─── Exercise material

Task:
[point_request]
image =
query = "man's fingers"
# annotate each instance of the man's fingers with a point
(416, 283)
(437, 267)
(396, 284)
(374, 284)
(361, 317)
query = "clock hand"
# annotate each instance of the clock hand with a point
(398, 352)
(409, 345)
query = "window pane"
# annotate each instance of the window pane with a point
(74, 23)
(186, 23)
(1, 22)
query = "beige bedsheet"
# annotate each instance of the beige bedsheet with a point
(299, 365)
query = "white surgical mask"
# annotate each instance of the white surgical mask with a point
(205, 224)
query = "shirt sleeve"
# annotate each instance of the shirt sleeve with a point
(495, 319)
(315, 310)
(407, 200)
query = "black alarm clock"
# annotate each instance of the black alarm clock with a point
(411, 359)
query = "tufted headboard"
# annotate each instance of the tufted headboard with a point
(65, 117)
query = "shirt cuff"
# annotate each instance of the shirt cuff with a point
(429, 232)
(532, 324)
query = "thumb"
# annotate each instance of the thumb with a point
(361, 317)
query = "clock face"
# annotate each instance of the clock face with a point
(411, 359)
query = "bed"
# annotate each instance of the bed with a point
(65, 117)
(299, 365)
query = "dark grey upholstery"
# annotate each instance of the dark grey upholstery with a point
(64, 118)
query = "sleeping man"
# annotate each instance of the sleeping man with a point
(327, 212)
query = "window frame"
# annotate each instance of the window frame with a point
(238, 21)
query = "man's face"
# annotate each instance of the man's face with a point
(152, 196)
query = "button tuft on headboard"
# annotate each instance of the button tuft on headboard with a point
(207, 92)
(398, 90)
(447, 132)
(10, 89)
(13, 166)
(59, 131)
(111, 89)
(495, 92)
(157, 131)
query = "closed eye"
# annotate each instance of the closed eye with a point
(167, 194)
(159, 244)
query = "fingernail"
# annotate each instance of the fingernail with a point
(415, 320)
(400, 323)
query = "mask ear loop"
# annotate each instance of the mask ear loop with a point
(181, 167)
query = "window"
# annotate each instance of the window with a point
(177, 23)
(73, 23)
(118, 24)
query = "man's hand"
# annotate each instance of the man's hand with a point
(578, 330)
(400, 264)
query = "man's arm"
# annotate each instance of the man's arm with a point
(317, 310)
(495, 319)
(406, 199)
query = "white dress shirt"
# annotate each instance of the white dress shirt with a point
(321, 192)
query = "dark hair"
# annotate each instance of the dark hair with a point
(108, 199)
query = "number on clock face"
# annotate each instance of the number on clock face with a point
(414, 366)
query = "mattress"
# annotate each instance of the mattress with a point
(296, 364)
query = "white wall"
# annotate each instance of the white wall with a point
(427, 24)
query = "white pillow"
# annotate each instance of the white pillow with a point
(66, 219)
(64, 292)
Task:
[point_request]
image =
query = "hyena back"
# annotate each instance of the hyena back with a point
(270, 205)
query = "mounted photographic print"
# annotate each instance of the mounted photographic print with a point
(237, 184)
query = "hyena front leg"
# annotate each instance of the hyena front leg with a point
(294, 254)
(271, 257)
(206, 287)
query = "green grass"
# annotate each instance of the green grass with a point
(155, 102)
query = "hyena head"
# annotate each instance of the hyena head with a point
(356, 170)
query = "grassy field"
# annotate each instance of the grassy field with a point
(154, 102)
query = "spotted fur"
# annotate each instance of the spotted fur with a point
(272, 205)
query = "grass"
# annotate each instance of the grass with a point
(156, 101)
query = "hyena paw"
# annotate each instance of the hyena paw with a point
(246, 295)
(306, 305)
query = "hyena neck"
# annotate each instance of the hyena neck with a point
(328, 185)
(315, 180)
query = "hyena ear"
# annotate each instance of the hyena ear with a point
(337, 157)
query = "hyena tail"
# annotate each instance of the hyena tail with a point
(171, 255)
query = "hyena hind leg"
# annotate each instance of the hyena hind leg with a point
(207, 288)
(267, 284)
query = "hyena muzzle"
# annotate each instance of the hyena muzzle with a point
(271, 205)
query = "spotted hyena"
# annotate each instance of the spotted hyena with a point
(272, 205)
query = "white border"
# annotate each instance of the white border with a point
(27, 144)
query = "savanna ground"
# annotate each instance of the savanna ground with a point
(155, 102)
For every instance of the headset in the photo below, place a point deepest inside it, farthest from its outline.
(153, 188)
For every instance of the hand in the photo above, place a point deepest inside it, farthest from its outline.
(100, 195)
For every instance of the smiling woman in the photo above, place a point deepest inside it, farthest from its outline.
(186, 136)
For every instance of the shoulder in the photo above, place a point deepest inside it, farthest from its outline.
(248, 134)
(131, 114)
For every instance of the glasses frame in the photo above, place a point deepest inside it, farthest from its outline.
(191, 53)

──────

## Exercise requirements
Give every record again, exactly as it appears.

## Reply
Task:
[point_request]
image =
query = "man's fingers"
# annotate each instance of the man's fingers with a point
(416, 283)
(437, 267)
(396, 284)
(374, 284)
(361, 317)
query = "clock hand"
# annotate each instance of the clock hand with a point
(398, 352)
(409, 345)
query = "window pane"
# annotate each instance of the window pane with a point
(74, 23)
(186, 23)
(1, 22)
query = "beige bedsheet"
# annotate each instance of the beige bedsheet with a point
(299, 365)
query = "white surgical mask"
# annotate each instance of the white surgical mask with a point
(205, 224)
query = "shirt sleeve"
# annotate each instance of the shirt sleeve with a point
(495, 319)
(315, 310)
(407, 200)
query = "black alarm clock"
# annotate each instance of the black alarm clock with a point
(411, 359)
query = "tufted headboard"
# annotate each instance of the tufted headboard with a point
(65, 117)
query = "shirt cuff"
# annotate each instance of the shirt cuff with a point
(429, 232)
(532, 324)
query = "thumb"
# annotate each instance of the thumb with a point
(361, 317)
query = "clock face"
# annotate each instance of the clock face with a point
(411, 359)
query = "bed"
# annotate each instance of the bed with a point
(65, 117)
(299, 365)
query = "dark grey upholstery"
# annotate each instance of the dark grey upholstery with a point
(64, 118)
query = "sleeping man"
# annotate each instance of the sleeping man with a point
(327, 212)
query = "window frame"
# annotate each instance of the window frame with a point
(238, 21)
query = "man's face"
# annotate each instance of the man's face with a point
(152, 196)
query = "button tuft on headboard"
# annotate each instance of the button tuft on headboard with a point
(207, 92)
(398, 90)
(447, 132)
(10, 89)
(13, 166)
(59, 131)
(111, 89)
(495, 92)
(157, 131)
query = "closed eye"
# annotate each instance of the closed eye with a point
(167, 194)
(159, 244)
query = "fingernail"
# annotate each instance of the fingernail with a point
(415, 320)
(400, 323)
query = "mask ear loop"
# annotate each instance of the mask ear loop with a point
(181, 167)
query = "window"
# annotate each instance of the window with a point
(177, 23)
(73, 23)
(118, 24)
query = "man's hand"
# annotate each instance of the man's hand with a point
(578, 330)
(400, 264)
query = "man's arm"
# annotate each instance of the man's arm with a point
(317, 310)
(495, 319)
(406, 199)
query = "white dress shirt"
# annotate each instance of the white dress shirt with a point
(321, 192)
query = "dark hair"
# annotate each instance of the dark hair with a point
(108, 199)
query = "number on clock face"
# annotate each instance of the number on clock face with a point
(414, 366)
query = "mattress"
# annotate each instance of the mattress with a point
(296, 364)
query = "white wall"
# annotate each instance of the white wall with a point
(427, 24)
query = "white pillow"
# annotate each instance of the white pillow with a point
(66, 219)
(64, 292)
Task:
[point_request]
image =
query = "hyena back"
# annotate each instance of the hyena back with a point
(270, 205)
query = "mounted photographic print"
# annotate each instance of the mounted photographic print with a point
(237, 184)
query = "hyena front leg"
# annotate each instance of the hyena front leg with a point
(294, 254)
(271, 257)
(206, 287)
query = "green grass"
# annotate each instance of the green grass with a point
(155, 102)
query = "hyena head"
# annotate each instance of the hyena head with a point
(356, 170)
query = "grassy field"
# annotate each instance of the grassy field with a point
(154, 102)
query = "spotted fur"
# annotate each instance of the spotted fur with a point
(272, 205)
query = "grass"
# annotate each instance of the grass with a point
(156, 101)
query = "hyena paw"
# annotate each instance of the hyena paw with a point
(246, 295)
(306, 305)
query = "hyena neck"
# annotate each instance of the hyena neck with a point
(328, 185)
(315, 180)
query = "hyena ear"
# annotate each instance of the hyena ear with a point
(337, 157)
query = "hyena tail"
# annotate each instance of the hyena tail with a point
(171, 255)
query = "hyena hind leg"
# annotate each instance of the hyena hind leg with a point
(207, 288)
(267, 284)
query = "hyena muzzle"
# annotate each instance of the hyena muzzle with a point
(271, 205)
query = "spotted hyena"
# annotate each instance of the spotted hyena with a point
(272, 205)
query = "white border"
# annotate each instance of the white border with a point
(27, 144)
query = "savanna ground"
# annotate each instance of the savanna ground with a point
(155, 102)
For every instance of the headset in the photo below, place a point deepest inside it, farthest from its outline.
(153, 188)
For every instance of the hand in the photo above, place a point deepest inside it, farthest from its outline.
(100, 195)
For every instance of the smiling woman in the photo above, place a point deepest inside it, farthest from its outline.
(186, 136)
For every instance of the shoulder in the photo above, place a point deepest inside it, farthest from its outline.
(248, 134)
(131, 114)
For every instance of the glasses frame in the photo above, place a point deepest inside it, farthest from its outline.
(191, 53)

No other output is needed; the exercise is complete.